Task: Please pick out and copy every line in the rows below that contains the word "each".

BEGIN Records to process

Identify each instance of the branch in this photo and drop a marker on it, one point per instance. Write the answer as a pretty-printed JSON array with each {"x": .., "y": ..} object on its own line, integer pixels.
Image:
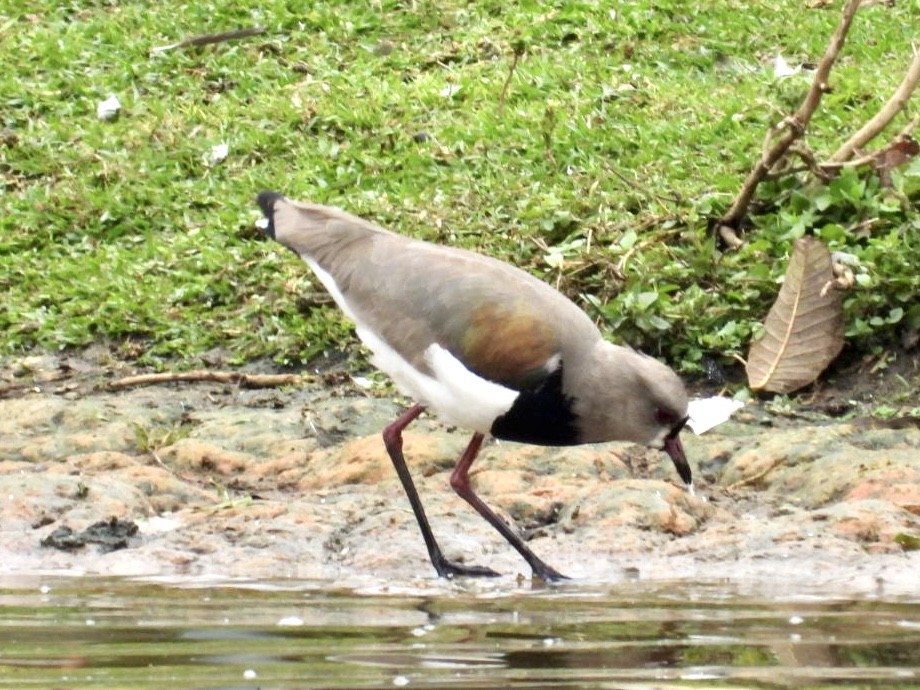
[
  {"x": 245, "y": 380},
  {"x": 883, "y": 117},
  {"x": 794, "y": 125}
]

END Records to process
BEGIN Records to process

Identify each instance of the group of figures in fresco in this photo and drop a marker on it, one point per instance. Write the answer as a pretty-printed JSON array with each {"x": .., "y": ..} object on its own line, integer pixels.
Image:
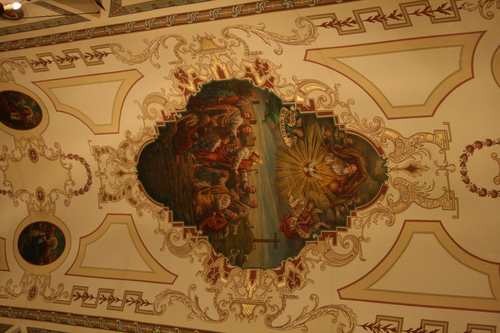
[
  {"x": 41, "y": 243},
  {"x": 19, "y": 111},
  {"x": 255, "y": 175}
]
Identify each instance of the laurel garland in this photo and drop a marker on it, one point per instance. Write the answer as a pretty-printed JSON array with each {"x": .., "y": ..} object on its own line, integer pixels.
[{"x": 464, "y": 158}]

END Records to process

Expected answer:
Identify each instance of the branch in this photo and drop a marker on it, one point per instance. Write the answer as a pretty-printed JSON array with each {"x": .., "y": ..} object on its own line, integer pixels.
Identify each instance of the group of figures in fresco in this photo and drop a marker on it, one point per instance. Write the answer as a pretty-printed JSON array with each {"x": .., "y": ..} object on its own line, integer pixels.
Identify each instance of the laurel garland in this photo and drop a marker on it, one point per instance. Write the answer as a pretty-printed JSON array with each {"x": .., "y": ..} object on its own line, integer pixels.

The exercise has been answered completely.